● **Task to carry out**:
Rewrite all of the lines below, changing every "traffic monitoring" to "pet photography" and keeping everything else the same. Leave out the pictures.

● **Dataset**:
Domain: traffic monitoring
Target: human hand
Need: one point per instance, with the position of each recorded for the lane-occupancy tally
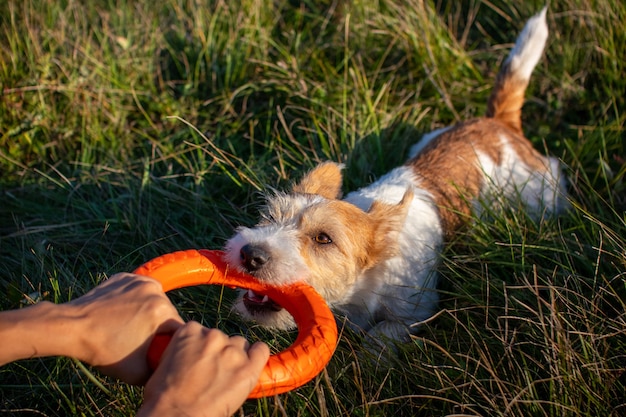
(116, 323)
(203, 372)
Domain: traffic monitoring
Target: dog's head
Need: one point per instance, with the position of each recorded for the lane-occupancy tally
(310, 235)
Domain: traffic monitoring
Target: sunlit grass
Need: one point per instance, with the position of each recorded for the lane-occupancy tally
(133, 129)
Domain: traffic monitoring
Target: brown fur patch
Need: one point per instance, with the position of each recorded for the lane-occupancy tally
(448, 167)
(324, 180)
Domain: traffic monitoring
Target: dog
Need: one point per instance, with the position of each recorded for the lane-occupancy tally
(373, 255)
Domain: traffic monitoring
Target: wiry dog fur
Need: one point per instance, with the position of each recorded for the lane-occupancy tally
(372, 255)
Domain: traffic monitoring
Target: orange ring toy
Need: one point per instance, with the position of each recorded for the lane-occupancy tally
(285, 371)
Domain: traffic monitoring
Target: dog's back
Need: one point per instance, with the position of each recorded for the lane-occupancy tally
(490, 157)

● **Exercise answer**:
Domain: pet photography
Target: human hand
Need: one point per instance, with the position of each recorded for the lane-occupancy tally
(116, 323)
(203, 372)
Domain: pet photography
Target: dog's head
Need: one point per instance, with the position of each recorded for the lane-occupancy tally
(310, 235)
Domain: pet photography
Target: sunlit grass
Need: one point per instance, with the position of each recorded for the lane-occupancy tally
(133, 129)
Domain: pet photography
Target: brown fur patch
Need: one point per instance, with the position of each recorded for the lane-occupancy tally
(448, 167)
(324, 180)
Domain: pet photography
Target: dog
Need: one point per instance, with the position of each recorded for the lane-occupancy tally
(373, 255)
Domain: pet photography
Target: wiry dog fur
Need: one point per instance, with the position of each recorded for the lane-occupancy tally
(372, 255)
Domain: pet photography
Target: orange ring toy
Need: one point per instance, with the position of each recorded for the lane-occupancy tally
(285, 371)
Domain: pet photography
Target: dog's back
Need: one point per instance, with the position of each recorded for the lane-occupancy tally
(490, 157)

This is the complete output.